*EXERCISE TASK A*. Who proposed the Vicsek fractal, according to the Power BI post?

*PAGE*.
------------------------------------------------------------------------
This is the latest post in my series "Fun with Graphing in Power BI". It might be my last as well. There are a few different reasons for that. First, and most importantly, I believe I may be running out of cool, nifty tricks to show you in Power BI. Second, I am most definitely starting to run a bit thin on lame math jokes. Third; comparatively, this one was really, really difficult!! All that being said, I may give the Koch Snowflake a go or maybe the Sierpinski Carpet. Who knows, if you want to see this series continue, leave something encouraging in the comments!
OK, so the topic of this article is the Vicsek fractal, which is also known as the Vicsek snowflake or box fractal. This particular fractal was proposed by Tamás Vicsek and has applications in things like cell phone antennas. Now, this is where I was going to make a joke that later in life Tamás Vicsek was ostracized by the mathematician community for having only clubbed 162 baby seals to death when upwards of several thousand were the norm but then I realized that this dude is still alive! Hmm, I wonder if I can connect to him on LinkedIn? So, anyway, no disparaging mathematician jokes this time so as to ward off defamation of character lawsuits and the like. Besides, by this time we are all well aware that mathematicians are evil and would gladly club baby seals to death, no need to belabor the point.
------------------------------------------------------------------------
*EXERCISE TASK B*. Please return the rows below exactly as they appear, from the first line of the rows through the line that contains "M 106 72 L 90", including both.
------------------------------------------------------------------------
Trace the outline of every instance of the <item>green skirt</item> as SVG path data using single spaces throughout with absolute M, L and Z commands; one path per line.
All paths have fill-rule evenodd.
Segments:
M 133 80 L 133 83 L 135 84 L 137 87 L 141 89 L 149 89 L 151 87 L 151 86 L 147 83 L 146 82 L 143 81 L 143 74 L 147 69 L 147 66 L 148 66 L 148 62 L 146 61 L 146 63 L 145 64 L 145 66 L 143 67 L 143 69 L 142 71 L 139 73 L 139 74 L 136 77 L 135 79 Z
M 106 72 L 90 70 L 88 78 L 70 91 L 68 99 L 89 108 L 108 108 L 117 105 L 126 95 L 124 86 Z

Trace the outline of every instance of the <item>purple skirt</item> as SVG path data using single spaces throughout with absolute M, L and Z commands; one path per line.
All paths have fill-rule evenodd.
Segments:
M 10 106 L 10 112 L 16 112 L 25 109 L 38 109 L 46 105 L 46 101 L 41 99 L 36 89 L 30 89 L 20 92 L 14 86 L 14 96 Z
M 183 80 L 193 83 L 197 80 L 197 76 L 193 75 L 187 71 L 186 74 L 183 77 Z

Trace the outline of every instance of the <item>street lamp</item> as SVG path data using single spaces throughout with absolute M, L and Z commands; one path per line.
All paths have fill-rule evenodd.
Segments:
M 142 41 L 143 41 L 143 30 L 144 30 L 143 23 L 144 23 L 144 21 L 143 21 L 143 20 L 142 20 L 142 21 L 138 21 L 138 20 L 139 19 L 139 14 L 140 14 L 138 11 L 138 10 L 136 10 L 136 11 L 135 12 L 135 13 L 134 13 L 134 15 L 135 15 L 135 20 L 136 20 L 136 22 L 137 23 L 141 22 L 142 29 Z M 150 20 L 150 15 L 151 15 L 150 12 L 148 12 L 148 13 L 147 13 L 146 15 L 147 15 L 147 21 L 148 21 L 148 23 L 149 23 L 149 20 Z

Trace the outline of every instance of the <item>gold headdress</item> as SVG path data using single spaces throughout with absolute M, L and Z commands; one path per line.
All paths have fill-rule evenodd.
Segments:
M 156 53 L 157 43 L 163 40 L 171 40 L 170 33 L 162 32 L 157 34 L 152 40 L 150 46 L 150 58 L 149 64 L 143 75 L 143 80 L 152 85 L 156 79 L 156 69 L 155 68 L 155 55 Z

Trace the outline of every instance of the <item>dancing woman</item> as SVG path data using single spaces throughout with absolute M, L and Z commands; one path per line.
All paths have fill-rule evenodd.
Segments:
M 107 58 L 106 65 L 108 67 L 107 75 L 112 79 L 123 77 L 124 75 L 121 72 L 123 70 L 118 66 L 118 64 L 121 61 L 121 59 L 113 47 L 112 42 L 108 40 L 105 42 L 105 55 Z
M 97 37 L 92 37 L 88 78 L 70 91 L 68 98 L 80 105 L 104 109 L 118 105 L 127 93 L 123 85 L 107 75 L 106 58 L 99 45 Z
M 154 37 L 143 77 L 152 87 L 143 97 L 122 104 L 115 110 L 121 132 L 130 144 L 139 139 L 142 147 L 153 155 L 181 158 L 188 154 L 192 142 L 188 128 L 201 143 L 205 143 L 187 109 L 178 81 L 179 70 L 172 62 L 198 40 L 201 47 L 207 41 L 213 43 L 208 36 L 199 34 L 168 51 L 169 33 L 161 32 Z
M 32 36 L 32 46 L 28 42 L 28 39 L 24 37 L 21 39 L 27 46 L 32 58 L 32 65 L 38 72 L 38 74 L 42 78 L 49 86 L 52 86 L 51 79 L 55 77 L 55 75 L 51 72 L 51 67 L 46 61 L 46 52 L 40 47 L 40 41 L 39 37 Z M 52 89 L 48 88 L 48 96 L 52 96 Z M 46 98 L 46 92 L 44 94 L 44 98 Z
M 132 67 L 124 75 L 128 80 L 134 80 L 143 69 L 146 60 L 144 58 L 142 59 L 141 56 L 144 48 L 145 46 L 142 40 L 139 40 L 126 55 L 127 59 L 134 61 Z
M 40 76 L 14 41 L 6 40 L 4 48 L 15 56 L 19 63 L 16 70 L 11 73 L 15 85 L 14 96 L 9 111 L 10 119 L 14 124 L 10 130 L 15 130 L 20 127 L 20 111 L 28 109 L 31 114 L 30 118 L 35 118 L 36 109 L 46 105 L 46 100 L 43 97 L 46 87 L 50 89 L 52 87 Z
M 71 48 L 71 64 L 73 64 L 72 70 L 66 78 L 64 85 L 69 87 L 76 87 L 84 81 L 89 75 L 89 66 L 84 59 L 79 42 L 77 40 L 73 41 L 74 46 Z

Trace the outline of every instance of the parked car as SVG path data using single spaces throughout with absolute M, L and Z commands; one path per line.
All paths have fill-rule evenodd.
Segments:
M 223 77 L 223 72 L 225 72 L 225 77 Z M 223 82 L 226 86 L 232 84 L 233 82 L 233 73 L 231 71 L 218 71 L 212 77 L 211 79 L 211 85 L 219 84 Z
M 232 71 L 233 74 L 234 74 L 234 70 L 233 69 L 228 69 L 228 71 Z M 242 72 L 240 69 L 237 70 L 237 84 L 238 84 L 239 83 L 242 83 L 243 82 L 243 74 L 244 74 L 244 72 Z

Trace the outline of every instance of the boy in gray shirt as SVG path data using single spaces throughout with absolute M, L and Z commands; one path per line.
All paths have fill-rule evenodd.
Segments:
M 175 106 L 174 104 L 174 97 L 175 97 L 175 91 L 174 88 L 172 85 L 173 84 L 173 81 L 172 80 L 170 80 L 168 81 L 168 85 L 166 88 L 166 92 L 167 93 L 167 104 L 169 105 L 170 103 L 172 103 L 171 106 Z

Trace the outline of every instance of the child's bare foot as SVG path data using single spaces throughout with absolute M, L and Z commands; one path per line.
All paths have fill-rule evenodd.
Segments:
------------------------------------------------------------------------
*EXERCISE RESPONSE A*. Tamás Vicsek

*EXERCISE RESPONSE B*.
Trace the outline of every instance of the <item>green skirt</item> as SVG path data using single spaces throughout with absolute M, L and Z commands; one path per line.
All paths have fill-rule evenodd.
Segments:
M 133 80 L 133 83 L 135 84 L 137 87 L 141 89 L 149 89 L 151 87 L 151 86 L 147 83 L 146 82 L 143 81 L 143 74 L 147 69 L 147 66 L 148 66 L 148 62 L 146 61 L 146 63 L 145 64 L 145 66 L 143 67 L 143 69 L 142 71 L 139 73 L 139 74 L 136 77 L 135 79 Z
M 106 72 L 90 70 L 88 78 L 70 91 L 68 99 L 89 108 L 108 108 L 117 105 L 126 95 L 124 86 Z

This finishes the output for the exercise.